**Exercises**
A: In the page on complements, what chance of rain does the weather report give for today?
B: Please rewrite the page on complements between "The complement of any" and "raining are complements.", inclusive, substituting "forecast" for "weather report".

**Passage shown**
**********

2.1.3.2.4 - Complements

2.1.3.2.4 - Complements
Complement

The probability that the event does not occur. The complement of $P(A)$ is $P(A^C)$. This may also be written as $P(A')$.

In the diagram below we can see that $A^{C}$ is everything in the sample space that is not A.

Complement of A
$P(A^{C})=1−P(A)$

Example: Coin Flip

When flipping a coin, one can flip heads or tails. Thus, $P(Tails^{C})=P(Heads)$ and $P(Heads^{C})=P(Tails)$

Example: Hearts

If you randomly select a card from a standard 52-card deck, you could pull a heart, diamond, spade, or club. The complement of pulling a heart is the probability of pulling a diamond, spade, or club. In other words: $P(Heart^{C})=P(Diamond,\; Spade,\;\;Club)$

The complement of any outcome is equal to one minus the outcome. In other words: $P(A^{C})=1-P(A)$

It is also true then that: $P(A)=1-P(A^{C})$

Example: Rain

According to the weather report, there is a 30% chance of rain today: $P(Rain) = .30$

Raining and not raining are complements.

**********

**Supplied information**
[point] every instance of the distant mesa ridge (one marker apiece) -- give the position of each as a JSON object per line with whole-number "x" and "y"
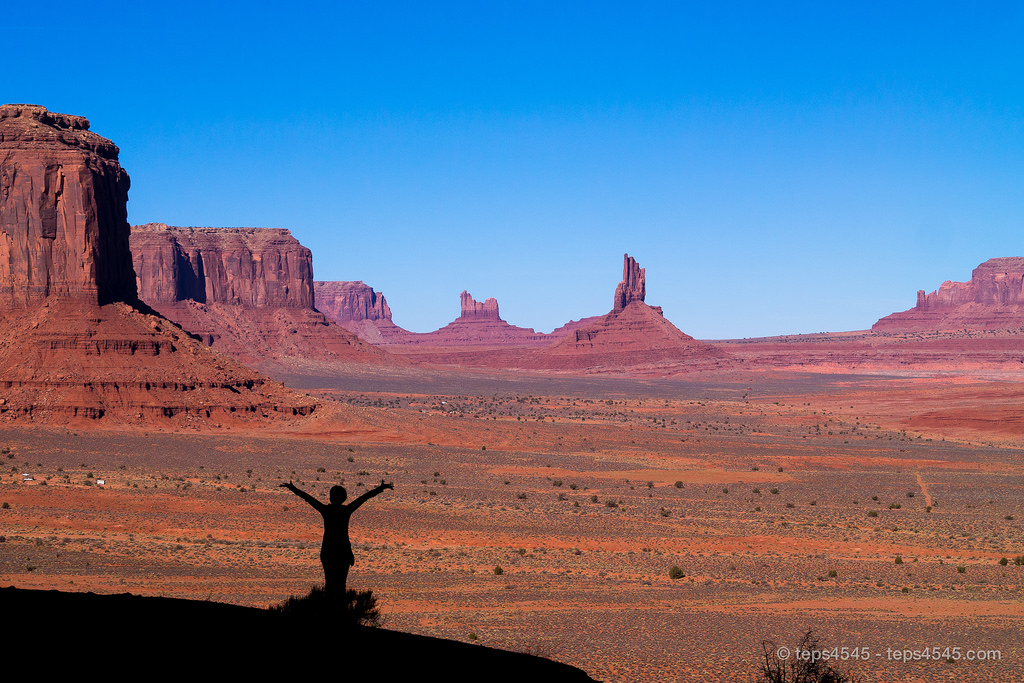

**********

**Solutions to the exercise**
A: 30%

B:
The complement of any outcome is equal to one minus the outcome. In other words: $P(A^{C})=1-P(A)$

It is also true then that: $P(A)=1-P(A^{C})$

Example: Rain

According to the forecast, there is a 30% chance of rain today: $P(Rain) = .30$

Raining and not raining are complements.